> WRITTEN EXERCISE 1: List the usernames of everyone who posts in the heater thread below.
> WRITTEN EXERCISE 2: Return everything in the heater thread below from "The heater I" down to "was a child?", word for word.

> SELECTION:
■ ■ ■

# I haven't been around for a while



## dorton (Dec 13, 2008)

A little while back I came home and checked on all my stuff like I usually do, and noticed when I opened the door to my snakes it felt hot, when I first checked the thermometer at the top it registered 135.2 def F(this is the coolest place in the room). I immediately started checking all my snakes. When it was all said and done, I had lost every one of my snakes minus 2.1 Morelia Bredli which luckily were the top enclosures. 
The heater I had been usung malfunctioned, and did not cut off. It was on it's "low" setting only turned 3/4 of the way up on the rheostat. Even when I tried turning it down, it did not shut off, and had to unplug it. I grabbed a 2 gallon water sprayer, and started soaking the remaining snakes to try to bring down their core temps.
Since then I have lost my motivation/spark for my animals. My 2 tegus are still doing great, and are still as laid back as ever, but just aren't getting the attention they deserve. I am even thinking of selling the rest of my stuff, and just do without for a while. 
I filed a claim with the heater manufacturer, and am awaiting the results from testing of the heater. They want an estimate on replacement. How can you put a price on a pet? What if it was a child?


----------



## lizardboy101 (Dec 13, 2008)

That's so sad. I'm sorry for all of your losses. I understand they weren't just your "pets" they were just like children


----------



## DaRealJoker (Dec 13, 2008)

Don't just give up! You aren't to blame. I hope you find the motivation to keep trying. As for an estimate on them, you're gonna have to exclude your feelings, as hard as it may be. If it was me tho, I'd tottally estimate at the highest prices possible. They put a warranty on their products and their product caused loss of life. They have to be co-operative. How would they like a write up in the news paper or even a spot on the local news giving them negative publicity? They should have to meet you in the middle atleast IMO. Best of luck and hope you stay in the game. Don't sit on the bench! You did so great so far. It was their product that messed it up for you.


----------



## PuffDragon (Dec 13, 2008)

Sorry for your loss. What kind of heating system were you using?

■ ■ ■

> Region labeling entries:
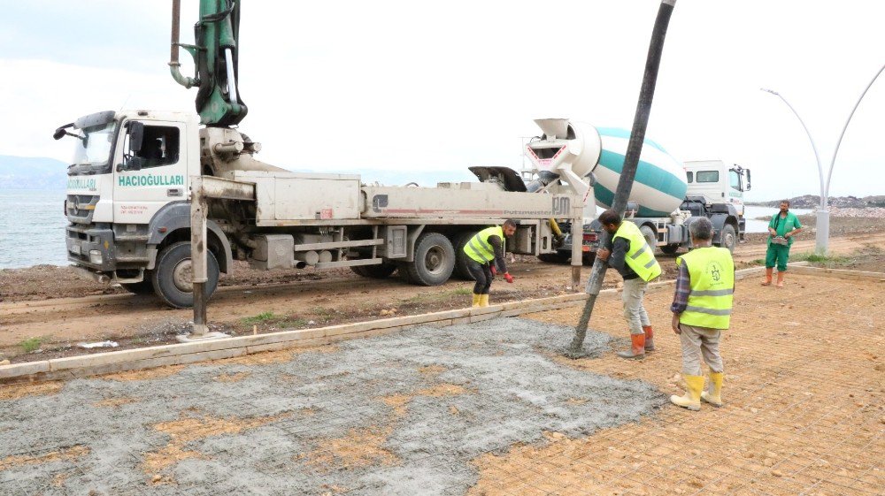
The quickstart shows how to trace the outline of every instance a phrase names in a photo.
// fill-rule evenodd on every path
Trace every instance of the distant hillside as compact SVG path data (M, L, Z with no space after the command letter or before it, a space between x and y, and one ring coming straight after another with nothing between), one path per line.
M319 171L298 171L311 172ZM402 186L415 182L419 186L436 186L440 181L476 180L469 171L384 171L340 169L322 171L341 174L359 174L365 183L379 182ZM0 189L65 189L67 186L67 164L54 158L12 156L0 155Z
M875 195L872 196L830 196L828 199L831 207L843 209L864 209L866 207L885 207L885 195ZM777 208L781 204L781 200L772 200L770 202L747 202L748 205L758 205L760 207ZM820 195L804 195L789 199L789 206L794 209L815 209L820 204Z
M0 188L65 189L67 164L54 158L0 155Z

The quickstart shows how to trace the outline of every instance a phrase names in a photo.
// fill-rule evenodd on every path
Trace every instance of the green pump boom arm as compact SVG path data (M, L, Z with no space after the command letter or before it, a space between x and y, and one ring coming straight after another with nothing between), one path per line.
M179 42L181 12L181 0L173 0L172 77L184 88L197 88L200 124L217 127L239 124L248 111L237 84L240 0L200 0L200 19L194 26L195 45ZM181 74L179 47L194 58L196 73L193 78Z

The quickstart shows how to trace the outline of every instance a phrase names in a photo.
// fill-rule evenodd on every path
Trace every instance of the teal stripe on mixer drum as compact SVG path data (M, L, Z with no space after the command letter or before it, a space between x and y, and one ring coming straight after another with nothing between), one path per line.
M627 140L627 141L629 141L629 139L630 139L630 132L627 131L627 129L621 129L620 127L596 127L596 131L599 132L599 135L600 136L611 136L612 138L623 138L623 139ZM646 138L643 141L643 143L644 143L646 145L650 145L652 148L656 148L656 149L663 151L664 153L666 153L666 150L664 149L664 147L658 145L658 143L652 141L651 140L649 140L648 138Z
M624 169L624 158L620 153L604 149L599 156L599 165L620 174ZM689 185L685 183L684 178L680 179L654 164L643 160L639 161L635 181L680 200L685 198L685 192L689 190ZM598 195L596 197L599 198ZM665 215L670 214L666 212Z
M596 197L596 202L602 204L606 209L612 208L614 202L614 193L604 186L596 183L593 187L593 195ZM667 217L670 212L662 212L647 207L639 207L636 217Z

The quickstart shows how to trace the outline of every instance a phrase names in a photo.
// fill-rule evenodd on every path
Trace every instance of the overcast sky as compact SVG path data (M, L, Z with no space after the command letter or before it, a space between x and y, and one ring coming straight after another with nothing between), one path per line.
M171 0L0 0L0 155L70 159L53 129L104 110L193 110L169 75ZM291 169L522 164L533 118L632 126L658 0L243 2L241 129ZM193 42L197 2L182 2ZM871 0L679 0L647 136L752 170L750 199L820 193L885 64ZM182 58L189 56L182 51ZM192 75L192 65L182 71ZM885 195L885 76L843 141L830 194Z

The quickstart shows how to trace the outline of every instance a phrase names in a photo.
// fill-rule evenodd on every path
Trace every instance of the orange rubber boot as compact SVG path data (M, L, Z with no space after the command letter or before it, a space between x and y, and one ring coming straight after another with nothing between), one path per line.
M643 331L645 332L645 351L654 351L655 350L655 332L651 330L650 325L643 325Z
M762 281L762 286L772 285L772 272L773 271L774 271L773 268L766 268L766 280Z
M645 357L645 334L630 334L630 349L619 351L621 358L640 359Z

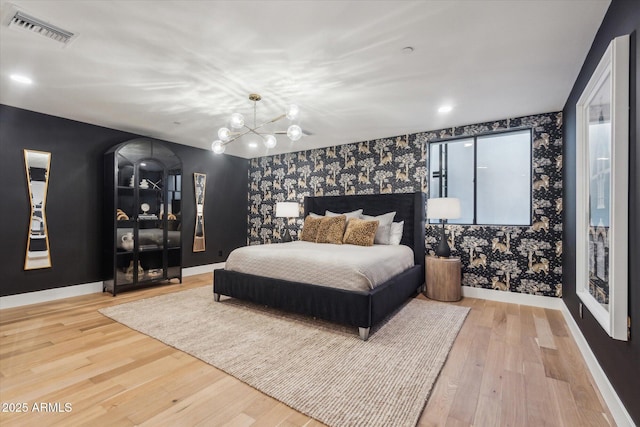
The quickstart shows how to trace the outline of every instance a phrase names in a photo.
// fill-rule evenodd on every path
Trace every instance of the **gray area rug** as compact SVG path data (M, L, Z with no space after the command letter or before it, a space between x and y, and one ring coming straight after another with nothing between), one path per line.
M227 298L211 286L100 310L330 426L414 426L469 309L412 299L372 330Z

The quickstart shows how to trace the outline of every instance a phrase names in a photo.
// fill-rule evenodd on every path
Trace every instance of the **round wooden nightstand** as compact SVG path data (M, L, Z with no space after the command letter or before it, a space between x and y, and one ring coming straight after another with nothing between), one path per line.
M460 258L425 257L427 298L438 301L459 301L462 298Z

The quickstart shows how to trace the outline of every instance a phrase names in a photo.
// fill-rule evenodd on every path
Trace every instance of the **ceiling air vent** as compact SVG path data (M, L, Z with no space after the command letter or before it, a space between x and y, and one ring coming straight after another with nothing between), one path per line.
M11 17L9 27L22 28L63 44L69 43L74 36L71 31L63 30L20 11L16 11Z

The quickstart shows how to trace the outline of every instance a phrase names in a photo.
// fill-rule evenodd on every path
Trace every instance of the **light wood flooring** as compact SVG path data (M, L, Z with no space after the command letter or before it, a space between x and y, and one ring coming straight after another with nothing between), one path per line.
M98 313L210 284L205 274L115 298L0 310L0 425L322 425ZM471 311L419 426L614 424L559 311L472 298L456 304ZM15 412L23 403L27 412ZM48 412L34 410L41 403Z

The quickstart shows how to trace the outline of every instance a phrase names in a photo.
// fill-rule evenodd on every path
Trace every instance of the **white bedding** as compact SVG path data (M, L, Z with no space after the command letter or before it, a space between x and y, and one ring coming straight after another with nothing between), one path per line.
M347 290L368 291L414 265L404 245L289 242L238 248L226 270Z

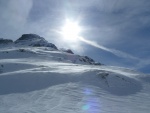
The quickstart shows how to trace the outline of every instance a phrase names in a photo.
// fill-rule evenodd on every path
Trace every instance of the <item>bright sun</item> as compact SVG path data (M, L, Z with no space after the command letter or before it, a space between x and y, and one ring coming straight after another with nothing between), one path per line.
M61 34L67 41L77 41L80 32L81 27L79 26L78 22L72 22L70 20L66 21L61 30Z

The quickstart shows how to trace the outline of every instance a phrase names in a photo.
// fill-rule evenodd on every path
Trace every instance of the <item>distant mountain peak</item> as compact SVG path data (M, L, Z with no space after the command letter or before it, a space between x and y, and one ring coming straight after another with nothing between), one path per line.
M36 34L23 34L19 39L15 41L15 44L28 45L33 47L51 47L57 49L54 44L49 43L43 37L40 37Z

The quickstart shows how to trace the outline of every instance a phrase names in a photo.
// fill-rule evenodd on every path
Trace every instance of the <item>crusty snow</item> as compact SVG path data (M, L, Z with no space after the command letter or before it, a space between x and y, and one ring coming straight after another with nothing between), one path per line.
M149 113L149 75L79 57L0 47L0 113Z

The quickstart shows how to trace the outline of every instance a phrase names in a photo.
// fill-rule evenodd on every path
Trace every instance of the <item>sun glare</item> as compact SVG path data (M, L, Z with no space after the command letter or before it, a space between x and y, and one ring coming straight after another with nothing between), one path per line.
M67 20L65 25L62 27L62 35L67 41L77 41L79 33L81 32L81 27L78 22L72 22Z

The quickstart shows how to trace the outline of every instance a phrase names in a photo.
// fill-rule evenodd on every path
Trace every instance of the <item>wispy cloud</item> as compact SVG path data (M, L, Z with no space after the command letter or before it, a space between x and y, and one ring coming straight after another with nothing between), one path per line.
M118 56L118 57L127 58L127 59L132 59L132 60L140 60L139 58L134 57L134 56L132 56L132 55L130 55L130 54L128 54L128 53L125 53L125 52L122 52L122 51L119 51L119 50L115 50L115 49L107 48L107 47L105 47L105 46L102 46L102 45L100 45L100 44L94 42L94 41L87 40L87 39L85 39L85 38L83 38L83 37L79 37L79 39L80 39L81 41L83 41L83 42L85 42L85 43L91 45L91 46L94 46L94 47L96 47L96 48L99 48L99 49L102 49L102 50L104 50L104 51L110 52L110 53L112 53L112 54L114 54L114 55L116 55L116 56Z

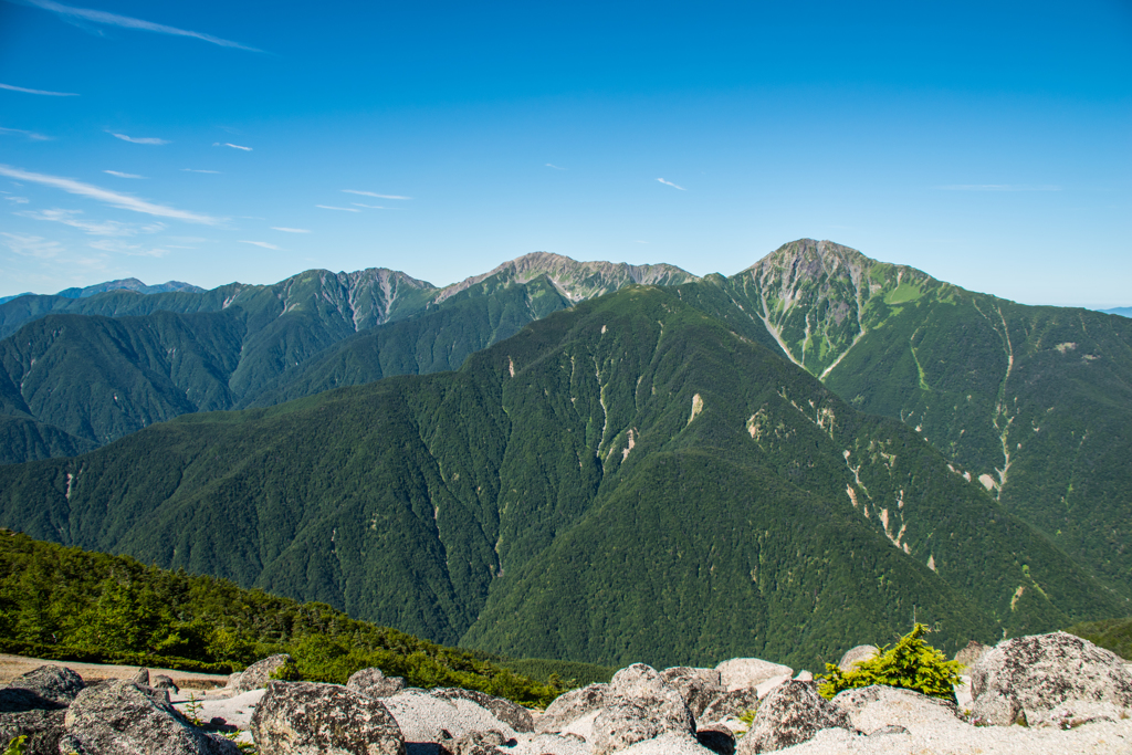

■ ■ ■

> FINAL RESULT 1: dorton, lizardboy101, DaRealJoker, PuffDragon

> FINAL RESULT 2:
The heater I had been usung malfunctioned, and did not cut off. It was on it's "low" setting only turned 3/4 of the way up on the rheostat. Even when I tried turning it down, it did not shut off, and had to unplug it. I grabbed a 2 gallon water sprayer, and started soaking the remaining snakes to try to bring down their core temps.
Since then I have lost my motivation/spark for my animals. My 2 tegus are still doing great, and are still as laid back as ever, but just aren't getting the attention they deserve. I am even thinking of selling the rest of my stuff, and just do without for a while. 
I filed a claim with the heater manufacturer, and am awaiting the results from testing of the heater. They want an estimate on replacement. How can you put a price on a pet? What if it was a child?